Q And now I want to ask you this, witness. As far as I know, several quarters, here in the courtroom, have particularly charged you, with having sentenced an aged woman to death and I believe she was over 62, Frau Wagner. What were the special reasons which caused you to sentence that woman to death, quite apart from the fact that as I have said, she was an elderly woman?
A Frau Wagner was one of the main participants. She had several previous convictions, and was a Communist functionary.
As far as I know, in 1935 or 1936 she had made a statement of loyalty and was living quite undisturbed and in comfortable conditions in Mannheim. In 1941 she became the focal point of the Mannhein Group. The trial took place in the middle of 1942. That is to say--I have to correct myself--it was held on the 21st and the 22nd of October, 1942.
Q Concerning the person of the defendant Jatzek, do you remember anything about him? I am asking you, because I shall ask detailed questions of a witness whom I shall call.
A Sometime after the trial I heard, indirectly, that Jatzek had confessed only to part of his offense, and that, after the judgment had been passed, it had been discovered that Jatzek had played a much larger part than the Penal Senat had found. However, that was information which I had received outside of my official duties and it no longer had any influence upon the case.
Q May I now go over to the next case? Case 21, the Mattes case. Do you remember anything of that case, which was also tried before the District Court of Appeal? Did the District Court of Appeal, under your presidency, deal with many such cases where the death sentence was passed?

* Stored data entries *
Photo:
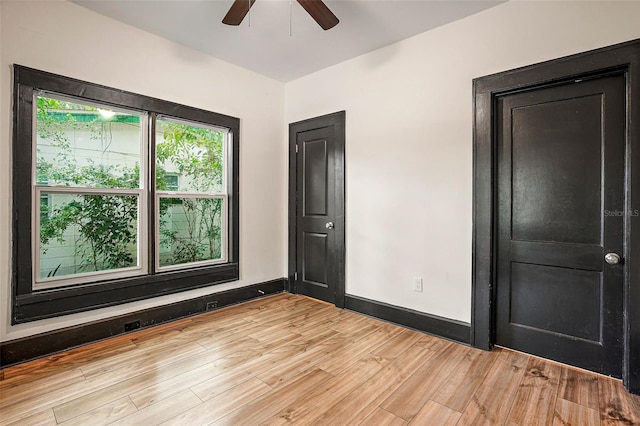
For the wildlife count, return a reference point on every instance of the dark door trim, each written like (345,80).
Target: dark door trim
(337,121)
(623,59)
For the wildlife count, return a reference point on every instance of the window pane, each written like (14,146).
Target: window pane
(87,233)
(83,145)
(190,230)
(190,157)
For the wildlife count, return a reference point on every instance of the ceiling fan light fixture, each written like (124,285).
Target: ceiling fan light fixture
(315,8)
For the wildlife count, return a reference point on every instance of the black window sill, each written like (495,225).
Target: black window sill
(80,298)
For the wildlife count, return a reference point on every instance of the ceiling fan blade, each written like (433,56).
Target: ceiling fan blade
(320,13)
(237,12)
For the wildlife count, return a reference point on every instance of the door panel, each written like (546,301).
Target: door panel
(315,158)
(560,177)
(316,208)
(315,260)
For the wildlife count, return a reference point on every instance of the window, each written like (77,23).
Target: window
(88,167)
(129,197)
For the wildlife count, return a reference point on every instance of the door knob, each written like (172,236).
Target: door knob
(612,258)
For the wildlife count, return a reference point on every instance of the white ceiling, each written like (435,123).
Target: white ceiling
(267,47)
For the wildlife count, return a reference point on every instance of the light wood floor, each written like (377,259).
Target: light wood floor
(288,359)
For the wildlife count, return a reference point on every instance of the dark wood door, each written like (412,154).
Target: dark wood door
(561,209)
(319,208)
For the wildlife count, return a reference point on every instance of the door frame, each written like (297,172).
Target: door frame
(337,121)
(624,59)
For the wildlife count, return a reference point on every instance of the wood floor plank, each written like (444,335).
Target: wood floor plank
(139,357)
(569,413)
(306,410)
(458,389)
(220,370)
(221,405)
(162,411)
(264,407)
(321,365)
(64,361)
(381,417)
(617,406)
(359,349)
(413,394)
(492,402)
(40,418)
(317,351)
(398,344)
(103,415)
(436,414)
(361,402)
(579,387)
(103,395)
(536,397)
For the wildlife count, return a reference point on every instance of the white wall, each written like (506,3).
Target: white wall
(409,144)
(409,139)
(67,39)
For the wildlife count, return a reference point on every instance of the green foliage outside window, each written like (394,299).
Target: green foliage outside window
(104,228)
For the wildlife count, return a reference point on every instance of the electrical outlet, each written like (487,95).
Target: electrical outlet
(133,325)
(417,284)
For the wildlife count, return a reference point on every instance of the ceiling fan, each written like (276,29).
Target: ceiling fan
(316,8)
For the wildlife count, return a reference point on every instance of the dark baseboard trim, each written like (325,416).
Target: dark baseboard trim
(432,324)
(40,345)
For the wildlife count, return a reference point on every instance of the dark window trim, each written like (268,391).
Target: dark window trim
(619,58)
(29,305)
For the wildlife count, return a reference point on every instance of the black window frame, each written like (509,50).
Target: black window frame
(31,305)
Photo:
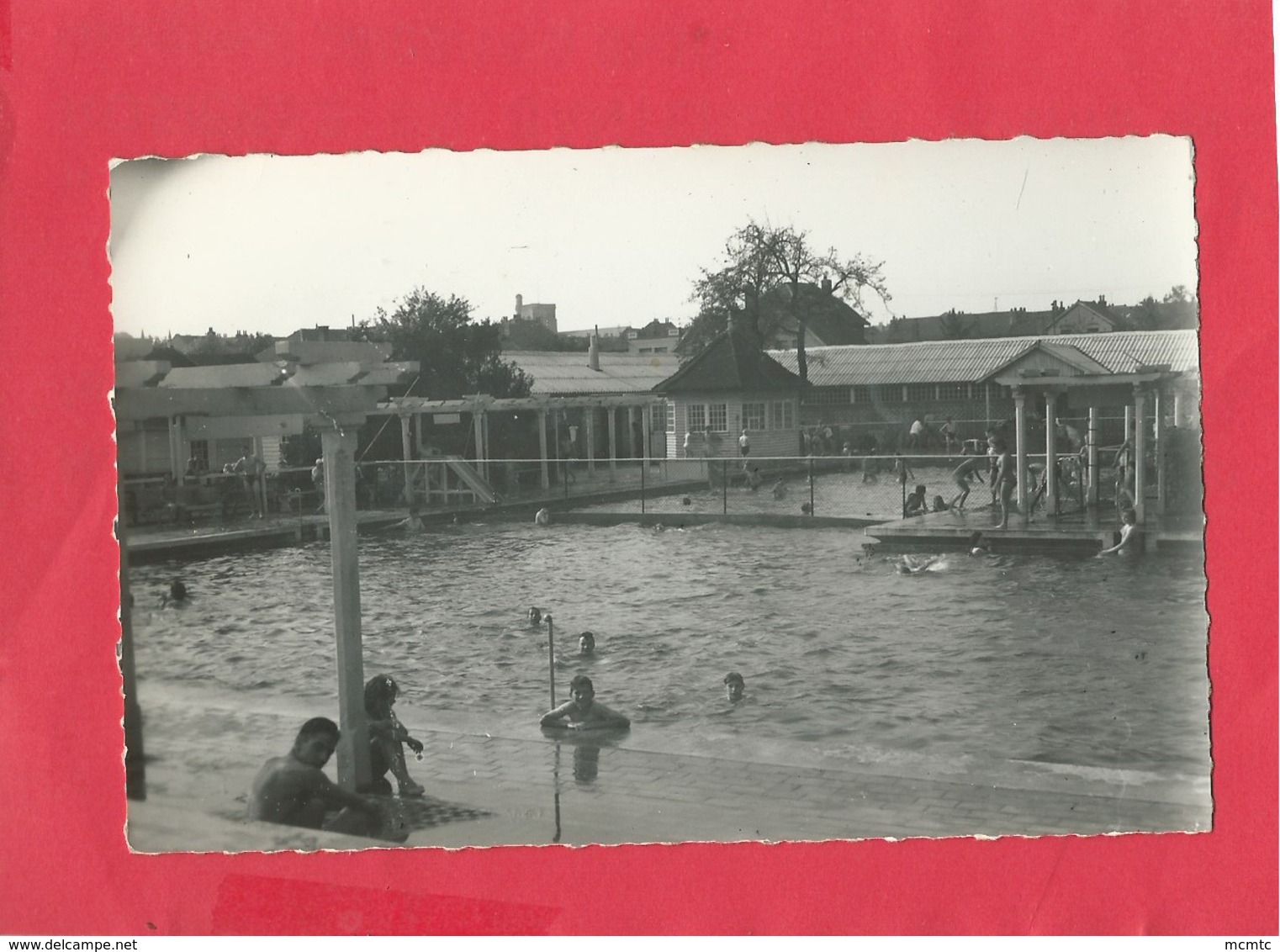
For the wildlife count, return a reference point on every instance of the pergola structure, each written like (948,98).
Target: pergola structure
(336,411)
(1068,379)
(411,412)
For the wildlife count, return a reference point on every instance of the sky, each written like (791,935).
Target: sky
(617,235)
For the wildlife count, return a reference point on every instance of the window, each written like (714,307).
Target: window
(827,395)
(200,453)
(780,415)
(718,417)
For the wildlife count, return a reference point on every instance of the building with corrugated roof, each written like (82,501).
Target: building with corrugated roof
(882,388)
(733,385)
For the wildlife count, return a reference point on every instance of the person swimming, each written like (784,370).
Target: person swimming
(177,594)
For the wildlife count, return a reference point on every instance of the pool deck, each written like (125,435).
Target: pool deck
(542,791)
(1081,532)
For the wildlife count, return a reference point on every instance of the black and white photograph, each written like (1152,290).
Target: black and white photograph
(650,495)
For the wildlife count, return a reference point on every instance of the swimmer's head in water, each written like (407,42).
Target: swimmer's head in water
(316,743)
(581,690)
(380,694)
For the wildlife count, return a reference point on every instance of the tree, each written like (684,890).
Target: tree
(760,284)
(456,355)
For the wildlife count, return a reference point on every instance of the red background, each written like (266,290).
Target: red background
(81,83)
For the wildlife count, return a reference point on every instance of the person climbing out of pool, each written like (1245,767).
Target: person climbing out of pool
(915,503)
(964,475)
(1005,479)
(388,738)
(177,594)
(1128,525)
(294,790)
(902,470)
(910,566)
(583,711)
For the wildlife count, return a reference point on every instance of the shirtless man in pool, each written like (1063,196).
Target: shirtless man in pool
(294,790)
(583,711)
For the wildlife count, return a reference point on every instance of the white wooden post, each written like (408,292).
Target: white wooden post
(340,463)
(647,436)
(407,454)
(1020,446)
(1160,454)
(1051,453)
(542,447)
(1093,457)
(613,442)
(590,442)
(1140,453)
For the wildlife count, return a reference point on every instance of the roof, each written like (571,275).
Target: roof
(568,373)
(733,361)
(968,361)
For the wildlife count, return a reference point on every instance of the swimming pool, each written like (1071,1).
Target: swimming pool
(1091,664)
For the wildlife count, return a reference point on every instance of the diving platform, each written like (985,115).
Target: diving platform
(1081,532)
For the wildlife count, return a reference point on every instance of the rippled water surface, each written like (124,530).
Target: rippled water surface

* Given request *
Restate the stretch of the courtroom testimony from "Q And now I" through "of October, 1942.", substituting "the defendant Wagner" for "Frau Wagner".

* Answer to the task *
Q And now I want to ask you this, witness. As far as I know, several quarters, here in the courtroom, have particularly charged you, with having sentenced an aged woman to death and I believe she was over 62, the defendant Wagner. What were the special reasons which caused you to sentence that woman to death, quite apart from the fact that as I have said, she was an elderly woman?
A the defendant Wagner was one of the main participants. She had several previous convictions, and was a Communist functionary.
As far as I know, in 1935 or 1936 she had made a statement of loyalty and was living quite undisturbed and in comfortable conditions in Mannheim. In 1941 she became the focal point of the Mannhein Group. The trial took place in the middle of 1942. That is to say--I have to correct myself--it was held on the 21st and the 22nd of October, 1942.